─── Data provided

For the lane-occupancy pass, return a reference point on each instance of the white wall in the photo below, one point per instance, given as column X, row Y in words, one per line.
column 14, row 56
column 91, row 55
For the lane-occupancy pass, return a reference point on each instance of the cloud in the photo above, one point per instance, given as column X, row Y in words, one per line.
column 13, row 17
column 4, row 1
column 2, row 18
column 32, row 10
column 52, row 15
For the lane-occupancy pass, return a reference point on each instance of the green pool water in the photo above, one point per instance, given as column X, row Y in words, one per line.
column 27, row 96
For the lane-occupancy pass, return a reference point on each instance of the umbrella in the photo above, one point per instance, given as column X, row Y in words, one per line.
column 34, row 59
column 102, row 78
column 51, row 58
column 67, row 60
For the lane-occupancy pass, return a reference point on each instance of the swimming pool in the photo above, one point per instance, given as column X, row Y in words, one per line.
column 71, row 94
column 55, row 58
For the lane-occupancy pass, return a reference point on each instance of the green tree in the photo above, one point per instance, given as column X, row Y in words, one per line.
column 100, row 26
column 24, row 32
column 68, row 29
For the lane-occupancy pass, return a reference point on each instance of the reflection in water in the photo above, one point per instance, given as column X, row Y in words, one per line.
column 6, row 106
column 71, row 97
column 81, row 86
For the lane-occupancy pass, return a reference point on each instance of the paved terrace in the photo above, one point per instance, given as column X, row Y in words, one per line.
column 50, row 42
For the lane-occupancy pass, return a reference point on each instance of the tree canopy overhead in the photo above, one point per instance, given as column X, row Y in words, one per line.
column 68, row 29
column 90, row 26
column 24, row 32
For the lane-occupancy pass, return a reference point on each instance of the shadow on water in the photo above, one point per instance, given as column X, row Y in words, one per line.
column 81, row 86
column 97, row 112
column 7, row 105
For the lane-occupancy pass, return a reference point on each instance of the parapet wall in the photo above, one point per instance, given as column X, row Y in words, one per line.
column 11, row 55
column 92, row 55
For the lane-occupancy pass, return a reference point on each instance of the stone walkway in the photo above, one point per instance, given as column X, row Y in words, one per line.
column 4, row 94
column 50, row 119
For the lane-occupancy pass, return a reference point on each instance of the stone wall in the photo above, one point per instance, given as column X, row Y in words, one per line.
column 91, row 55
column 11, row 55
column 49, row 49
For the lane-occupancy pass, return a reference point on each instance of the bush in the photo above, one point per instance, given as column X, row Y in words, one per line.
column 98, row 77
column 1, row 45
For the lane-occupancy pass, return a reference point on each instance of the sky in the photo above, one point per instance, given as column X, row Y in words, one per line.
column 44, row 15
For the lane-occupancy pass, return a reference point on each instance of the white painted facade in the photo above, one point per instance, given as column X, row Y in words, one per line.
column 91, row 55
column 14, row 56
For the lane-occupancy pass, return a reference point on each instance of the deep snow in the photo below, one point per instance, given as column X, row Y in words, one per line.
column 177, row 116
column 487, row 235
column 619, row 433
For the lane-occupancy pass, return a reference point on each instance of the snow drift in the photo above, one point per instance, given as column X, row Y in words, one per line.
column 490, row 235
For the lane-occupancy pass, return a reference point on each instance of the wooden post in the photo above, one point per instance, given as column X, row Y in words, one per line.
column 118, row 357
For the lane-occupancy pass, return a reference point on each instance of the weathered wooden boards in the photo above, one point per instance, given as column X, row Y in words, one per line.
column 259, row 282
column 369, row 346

──────

> To be done
From the listing above, extract word for word every line from the one containing "of the swimming" to the one containing "column 55, row 58", with both end lines included.

> Full output
For the lane-occupancy pass, return a reference point on each instance of the swimming pool in the photo above, one point per instance, given as column X, row Y in words, one per line.
column 71, row 94
column 55, row 58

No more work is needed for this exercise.